• **Exercise**
Please output the records below line by line as a numbered list, omitting any blank lines and leaving out the pictures.

>> Start Data excerpts

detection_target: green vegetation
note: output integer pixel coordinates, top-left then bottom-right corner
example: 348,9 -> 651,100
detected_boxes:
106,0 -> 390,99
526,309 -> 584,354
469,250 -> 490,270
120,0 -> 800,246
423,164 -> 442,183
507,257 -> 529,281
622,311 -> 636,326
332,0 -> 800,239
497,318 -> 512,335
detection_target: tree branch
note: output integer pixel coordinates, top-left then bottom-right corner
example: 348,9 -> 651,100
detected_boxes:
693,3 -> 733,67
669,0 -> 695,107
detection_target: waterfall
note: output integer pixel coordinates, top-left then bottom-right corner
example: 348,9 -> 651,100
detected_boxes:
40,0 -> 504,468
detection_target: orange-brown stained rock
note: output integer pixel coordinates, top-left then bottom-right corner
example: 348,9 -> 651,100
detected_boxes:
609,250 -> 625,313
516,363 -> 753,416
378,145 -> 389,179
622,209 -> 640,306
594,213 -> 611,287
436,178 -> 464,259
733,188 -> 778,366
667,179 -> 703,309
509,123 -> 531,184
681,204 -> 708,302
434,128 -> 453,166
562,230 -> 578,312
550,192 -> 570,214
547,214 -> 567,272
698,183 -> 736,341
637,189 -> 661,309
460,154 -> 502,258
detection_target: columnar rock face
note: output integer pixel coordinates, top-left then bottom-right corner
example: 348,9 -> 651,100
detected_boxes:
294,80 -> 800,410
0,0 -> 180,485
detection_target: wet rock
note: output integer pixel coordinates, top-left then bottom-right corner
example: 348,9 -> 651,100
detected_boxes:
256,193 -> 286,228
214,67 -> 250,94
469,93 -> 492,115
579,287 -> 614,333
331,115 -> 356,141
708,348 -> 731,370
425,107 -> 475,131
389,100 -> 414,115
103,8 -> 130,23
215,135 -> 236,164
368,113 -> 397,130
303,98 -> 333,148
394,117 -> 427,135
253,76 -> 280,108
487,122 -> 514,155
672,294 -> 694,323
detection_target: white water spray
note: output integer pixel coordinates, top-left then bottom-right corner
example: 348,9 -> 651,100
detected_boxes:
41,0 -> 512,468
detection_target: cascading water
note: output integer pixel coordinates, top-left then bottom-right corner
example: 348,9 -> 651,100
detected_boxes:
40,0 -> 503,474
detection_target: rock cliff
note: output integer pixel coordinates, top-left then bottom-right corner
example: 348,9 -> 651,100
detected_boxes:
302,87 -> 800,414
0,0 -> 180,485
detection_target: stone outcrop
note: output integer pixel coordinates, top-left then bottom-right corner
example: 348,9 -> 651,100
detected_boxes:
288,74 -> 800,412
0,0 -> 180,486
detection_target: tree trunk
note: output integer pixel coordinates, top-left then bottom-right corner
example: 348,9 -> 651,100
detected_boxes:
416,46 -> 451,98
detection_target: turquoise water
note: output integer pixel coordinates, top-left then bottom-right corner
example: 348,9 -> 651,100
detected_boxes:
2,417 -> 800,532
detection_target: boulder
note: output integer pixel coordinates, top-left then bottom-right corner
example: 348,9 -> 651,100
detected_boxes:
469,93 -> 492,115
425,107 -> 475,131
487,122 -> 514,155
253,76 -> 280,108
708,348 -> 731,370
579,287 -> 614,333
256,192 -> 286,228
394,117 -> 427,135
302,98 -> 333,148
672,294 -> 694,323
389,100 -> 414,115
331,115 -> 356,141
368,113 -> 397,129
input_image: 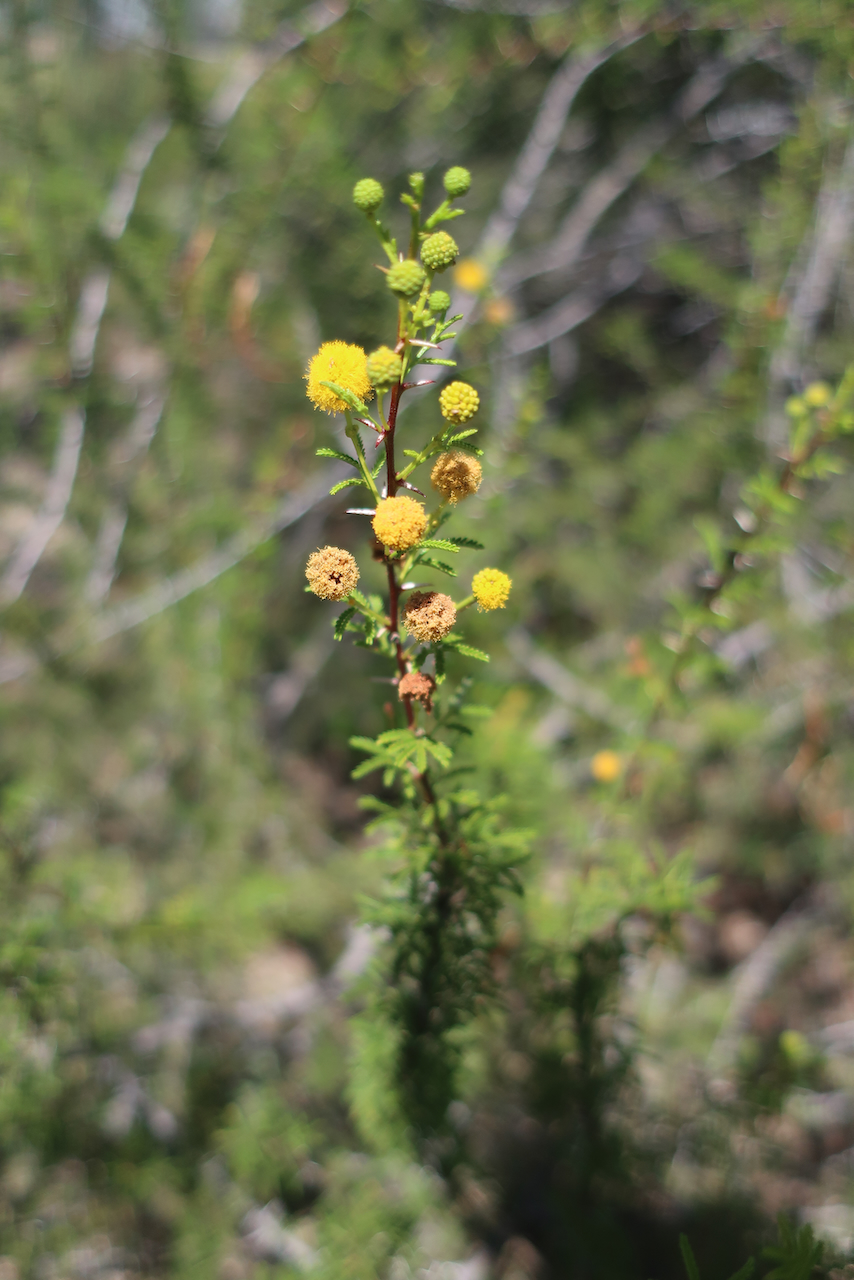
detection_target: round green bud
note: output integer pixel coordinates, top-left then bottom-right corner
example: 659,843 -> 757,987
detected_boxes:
421,232 -> 460,271
367,347 -> 403,387
385,257 -> 426,298
443,164 -> 471,200
353,178 -> 385,214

>> End Data excerpts

• **Answer for this exercise**
1. detection_target: green vegetation
2. note: output integer pixel coordinates, top-left then bottom-right corner
3. example: 348,9 -> 651,100
4. detected_boxes:
5. 106,0 -> 390,99
6. 526,309 -> 584,354
7. 469,250 -> 490,270
8. 120,0 -> 800,246
9. 423,164 -> 442,183
10. 507,257 -> 529,281
11. 622,311 -> 636,326
12. 332,0 -> 800,239
13. 497,318 -> 512,335
14. detection_target: tree branch
15. note: output integer pixel coordinates, top-left then bottom-right corner
16. example: 348,9 -> 651,100
17. detected_boxes:
18. 693,3 -> 733,67
19. 669,0 -> 695,107
20. detection_target: waterfall
21. note: output integer pixel coordinates, top-left then bottom-right corner
22. example: 348,9 -> 651,100
23. detected_boxes:
24. 40,0 -> 504,468
25. detection_target: orange-brown stained rock
26. note: output integer pixel coordinates, top-left then bottom-right corner
27. example: 348,9 -> 651,100
28. detected_boxes:
29. 609,250 -> 625,313
30. 516,363 -> 753,416
31. 378,145 -> 389,179
32. 622,209 -> 640,306
33. 594,213 -> 611,287
34. 436,178 -> 464,259
35. 733,188 -> 778,366
36. 667,179 -> 703,309
37. 509,123 -> 531,184
38. 681,204 -> 708,302
39. 434,128 -> 453,166
40. 562,230 -> 578,312
41. 550,192 -> 570,214
42. 547,214 -> 567,272
43. 698,183 -> 736,341
44. 637,189 -> 661,309
45. 460,154 -> 502,258
46. detection_target: columnar rock face
47. note: output integer pixel coordinates, top-left then bottom-right corner
48. example: 348,9 -> 651,100
49. detected_boxes:
50. 294,80 -> 800,410
51. 0,0 -> 180,485
52. detection_target: wet rock
53. note: output integer pixel coordinates, top-left then bottom-right corner
54. example: 348,9 -> 651,100
55. detected_boxes:
56. 256,193 -> 286,228
57. 214,67 -> 250,94
58. 469,93 -> 492,115
59. 579,287 -> 614,333
60. 331,115 -> 356,141
61. 708,348 -> 731,370
62. 425,107 -> 475,131
63. 389,100 -> 414,115
64. 103,8 -> 130,23
65. 215,135 -> 236,164
66. 368,113 -> 397,130
67. 303,98 -> 333,148
68. 394,117 -> 427,135
69. 253,76 -> 280,108
70. 487,122 -> 514,155
71. 672,294 -> 694,323
72. detection_target: white water spray
73. note: output integer pixel coordinates, top-left then bottom-right corner
74. example: 348,9 -> 651,100
75. detected_boxes:
76. 41,0 -> 512,468
77. detection_target: cascading water
78. note: output integer pixel coordinates, top-left then bottom-right corner
79. example: 348,9 -> 651,100
80. detected_boxes:
81. 40,0 -> 503,474
82. detection_target: rock cliff
83. note: output integer pixel coordinates, top-left then bottom-right corner
84. example: 348,9 -> 651,100
85. detected_boxes:
86. 302,87 -> 800,414
87. 0,0 -> 180,485
88. detection_target: stone outcrop
89. note: output integer pixel coordinates, top-left then bottom-right corner
90. example: 348,9 -> 651,100
91. detected_boxes:
92. 288,74 -> 800,412
93. 0,0 -> 180,486
94. detection_target: tree trunk
95. note: output integer pixel coordinates, top-left then bottom-right corner
96. example: 348,9 -> 651,100
97. detected_boxes:
98. 416,46 -> 451,98
99. detection_target: turquoise water
100. note: output integer pixel coordinates, top-left then bottom-right corner
101. example: 348,9 -> 651,100
102. detected_boxes:
103. 2,417 -> 800,532
104. detection_target: boulder
105. note: output integer pixel coordinates, top-left then bottom-right corner
106. example: 348,9 -> 651,100
107. detected_boxes:
108. 469,93 -> 492,115
109. 425,107 -> 475,131
110. 487,122 -> 514,155
111. 253,76 -> 280,108
112. 708,348 -> 731,370
113. 579,287 -> 614,333
114. 256,192 -> 286,228
115. 394,117 -> 427,135
116. 302,98 -> 333,148
117. 672,294 -> 694,323
118. 389,100 -> 414,115
119. 331,115 -> 356,141
120. 368,113 -> 397,129
121. input_image: 
122. detection_target: round green bud
123. note: output integer pixel coordinates, top-left then bottom-right corner
124. example: 659,843 -> 757,987
125. detected_boxes:
126. 421,232 -> 460,271
127. 367,347 -> 403,387
128. 385,257 -> 426,298
129. 443,164 -> 471,200
130. 353,178 -> 385,214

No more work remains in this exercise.